# What you will do
Please repeat the lines below, exactly and only, from the one that holds "In this photo, where can the gravel" through the one that holds "Target: green hedge".

# Natural-language object grounding data
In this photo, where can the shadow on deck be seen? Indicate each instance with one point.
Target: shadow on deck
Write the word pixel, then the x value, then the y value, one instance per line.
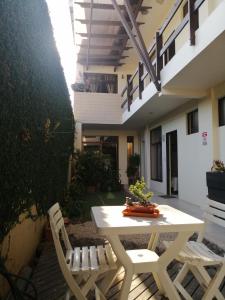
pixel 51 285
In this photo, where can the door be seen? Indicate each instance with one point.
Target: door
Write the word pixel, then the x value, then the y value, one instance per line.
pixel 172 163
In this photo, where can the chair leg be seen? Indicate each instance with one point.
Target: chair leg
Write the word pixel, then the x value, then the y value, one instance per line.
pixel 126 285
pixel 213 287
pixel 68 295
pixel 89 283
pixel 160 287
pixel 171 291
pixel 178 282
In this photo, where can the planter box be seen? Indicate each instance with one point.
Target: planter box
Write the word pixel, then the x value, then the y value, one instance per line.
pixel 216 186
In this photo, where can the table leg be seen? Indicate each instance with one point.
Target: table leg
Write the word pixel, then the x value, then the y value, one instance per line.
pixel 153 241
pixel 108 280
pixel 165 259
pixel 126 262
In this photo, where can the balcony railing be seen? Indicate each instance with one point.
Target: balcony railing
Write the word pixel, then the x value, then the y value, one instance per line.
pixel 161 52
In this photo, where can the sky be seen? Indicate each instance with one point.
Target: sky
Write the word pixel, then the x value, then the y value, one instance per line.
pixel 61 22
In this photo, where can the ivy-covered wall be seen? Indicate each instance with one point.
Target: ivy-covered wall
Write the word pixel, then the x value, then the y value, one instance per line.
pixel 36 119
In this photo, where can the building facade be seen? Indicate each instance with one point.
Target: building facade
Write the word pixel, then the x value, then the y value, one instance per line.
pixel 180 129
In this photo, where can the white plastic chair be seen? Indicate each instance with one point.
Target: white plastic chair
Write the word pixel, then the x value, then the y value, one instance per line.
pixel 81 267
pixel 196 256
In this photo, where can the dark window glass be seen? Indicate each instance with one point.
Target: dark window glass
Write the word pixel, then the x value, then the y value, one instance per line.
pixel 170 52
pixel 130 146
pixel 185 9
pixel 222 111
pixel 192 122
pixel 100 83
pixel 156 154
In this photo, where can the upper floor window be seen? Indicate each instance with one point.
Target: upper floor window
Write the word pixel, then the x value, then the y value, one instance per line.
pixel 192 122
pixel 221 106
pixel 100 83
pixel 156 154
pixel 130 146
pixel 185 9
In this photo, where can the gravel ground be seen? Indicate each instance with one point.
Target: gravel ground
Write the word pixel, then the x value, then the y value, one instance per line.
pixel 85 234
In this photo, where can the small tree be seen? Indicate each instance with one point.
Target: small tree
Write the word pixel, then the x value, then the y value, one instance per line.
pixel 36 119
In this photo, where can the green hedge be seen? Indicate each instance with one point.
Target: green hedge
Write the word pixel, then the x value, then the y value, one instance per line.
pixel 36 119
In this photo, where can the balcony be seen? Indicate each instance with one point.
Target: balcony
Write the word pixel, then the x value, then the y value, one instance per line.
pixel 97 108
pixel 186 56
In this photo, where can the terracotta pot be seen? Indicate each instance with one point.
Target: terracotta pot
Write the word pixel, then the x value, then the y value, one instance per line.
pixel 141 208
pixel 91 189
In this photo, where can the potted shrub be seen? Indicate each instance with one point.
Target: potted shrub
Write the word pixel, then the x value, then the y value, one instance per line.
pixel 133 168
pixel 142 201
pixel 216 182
...
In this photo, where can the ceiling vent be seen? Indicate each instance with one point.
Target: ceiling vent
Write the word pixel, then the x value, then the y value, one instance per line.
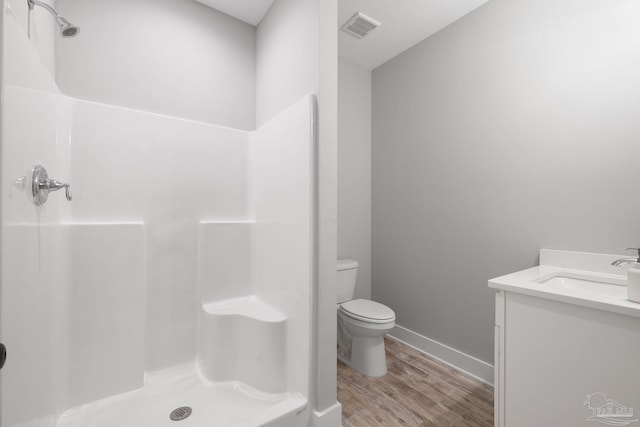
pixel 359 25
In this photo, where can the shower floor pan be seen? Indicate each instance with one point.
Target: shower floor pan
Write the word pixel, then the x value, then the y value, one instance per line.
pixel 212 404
==
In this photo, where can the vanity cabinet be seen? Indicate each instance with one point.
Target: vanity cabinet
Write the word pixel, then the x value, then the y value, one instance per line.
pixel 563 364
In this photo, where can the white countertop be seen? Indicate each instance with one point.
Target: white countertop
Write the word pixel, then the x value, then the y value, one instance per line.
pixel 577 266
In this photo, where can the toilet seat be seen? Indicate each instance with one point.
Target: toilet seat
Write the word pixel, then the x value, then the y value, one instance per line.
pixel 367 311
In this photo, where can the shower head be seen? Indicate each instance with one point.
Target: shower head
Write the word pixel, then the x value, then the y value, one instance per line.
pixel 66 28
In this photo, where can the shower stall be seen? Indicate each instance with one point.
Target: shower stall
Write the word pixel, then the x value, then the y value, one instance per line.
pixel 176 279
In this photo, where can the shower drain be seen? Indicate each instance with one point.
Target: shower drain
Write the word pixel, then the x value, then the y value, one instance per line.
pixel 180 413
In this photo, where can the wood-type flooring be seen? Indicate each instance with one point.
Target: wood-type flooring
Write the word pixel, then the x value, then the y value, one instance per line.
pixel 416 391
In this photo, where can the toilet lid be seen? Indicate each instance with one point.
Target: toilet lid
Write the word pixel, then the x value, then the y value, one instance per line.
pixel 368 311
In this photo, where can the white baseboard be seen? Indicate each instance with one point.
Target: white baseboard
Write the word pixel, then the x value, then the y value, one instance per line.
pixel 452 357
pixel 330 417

# Response box
In this photo, where can the gravel ground be seen? Indicate each instance with one point.
Target: gravel ground
Write the word pixel, then the x value, then the y value, one instance per line.
pixel 85 234
In this photo, where can the small tree be seen? Indicate each instance with one point.
Target: small tree
Write the word pixel, then the x value, then the y value, one instance per line.
pixel 36 119
In this photo, where can the green hedge be seen? Indicate each instance with one point.
Target: green hedge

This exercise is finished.